#### [Opdrachten]
**a)** Beantwoord aan de hand van de uitspraak over de whiplashzaak de volgende vragen:
(i) Op welke datum vond het ongeval plaats?
(ii) Op welk totaalbedrag kwamen de toegewezen kosten uit?
(iii) Bij welke verzekeraar was [Bestuurder andere auto] ten tijde van het ongeval verzekerd?
**b)** Geef woordelijk het gedeelte van de uitspraak over de whiplashzaak weer dat opent met de woorden "Op 25 oktober" en sluit met "bij Delta Lloyd.".
**c)** Schrijf de uitspraak over de whiplashzaak verder, te beginnen na de laatste zin.

#### [Gegeven tekst]
• • • • •
Overslaan en naar de inhoud gaan

Rb Rotterdam 170215 whiplash DGA; causaliteitsvraag te complex voor deelgeschil, want deskundigenbericht noodzakelijk

Rb Rotterdam 170215 whiplash DGA; causaliteitsvraag te complex voor deelgeschil, want deskundigenbericht noodzakelijk; verzoek voorschot afgewezen;
- rb spoort aan tot actieve schadebehandeling, expertise neuroloog en onverwijld onderzoek in hoeverre nog inkomsten uit onderneming zijn te vergaren; 
- kosten gevorderd obv 49,1 uur, toegewezen obv 20 x € 231,00 + 21% + griffierecht, totaal € 5.872,20

2. De feiten

2.1. 
Op 25 oktober 2013 heeft een frontale botsing met aanzienlijke snelheid tussen twee auto’s plaatsgevonden (hierna: het ongeval). Deze auto’s werden bestuurd door [Verzoeker] en [Bestuurder andere auto] (hierna: [Bestuurder andere auto]). [Bestuurder andere auto] reed tegen het verkeer in. [Bestuurder andere auto] was ten tijde van het ongeval op basis van de Wet aansprakelijkheidsverzekering motorrijtuigen (WAM) verzekerd bij Delta Lloyd.
• • • • •
#### [Aangeleverde gegevens]
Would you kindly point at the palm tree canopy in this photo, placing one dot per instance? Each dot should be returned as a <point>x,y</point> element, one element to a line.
• • • • •
#### [Antwoorden]
**a)**
(i) Op 25 oktober 2013.
(ii) € 5.872,20.
(iii) Bij Delta Lloyd.

**b)**
Op 25 oktober 2013 heeft een frontale botsing met aanzienlijke snelheid tussen twee auto’s plaatsgevonden (hierna: het ongeval). Deze auto’s werden bestuurd door [Verzoeker] en [Bestuurder andere auto] (hierna: [Bestuurder andere auto]). [Bestuurder andere auto] reed tegen het verkeer in. [Bestuurder andere auto] was ten tijde van het ongeval op basis van de Wet aansprakelijkheidsverzekering motorrijtuigen (WAM) verzekerd bij Delta Lloyd.

**c)**
2.2. 
Delta Lloyd heeft de aansprakelijkheid voor de gevolgen van het ongeval erkend. Zij heeft aan [Verzoeker] tot op heden € 18.500,00 aan voorschotten betaald.

2.3. 
[Verzoeker] heeft op 30 oktober 2013 zijn huisarts geconsulteerd en is door deze verwezen naar een fysiotherapeut; hij staat sedert eind 2013 onder behandeling van een fysiotherapeut.
[Verzoeker] is op 17 januari 2014 door neuroloog drs. R.D. Oedit onderzocht. Deze heeft geen lichamelijke afwijkingen geconstateerd en concludeert in zijn brief van 20 januari 2014 dat er aanwijzingen zijn voor een whiplash als gevolg van het ongeval.
Psychiater drs. S. Iscanli heeft [Verzoeker] op 19 mei 2014 onderzocht. De psychiater concludeert in de brief van 1 juni 2014 aan de huisarts van [Verzoeker] onder meer dat [Verzoeker] lijdt aan een posttraumatisch stresssyndroom na het ongeval.

2.4.
[Verzoeker] is sinds 1996 is directeur-grootaandeelhouder van [B.V.] (hierna: [B.V.]), een zelfstandige groothandel in dranken. [B.V.] had geen personeel in dienst.

2.5.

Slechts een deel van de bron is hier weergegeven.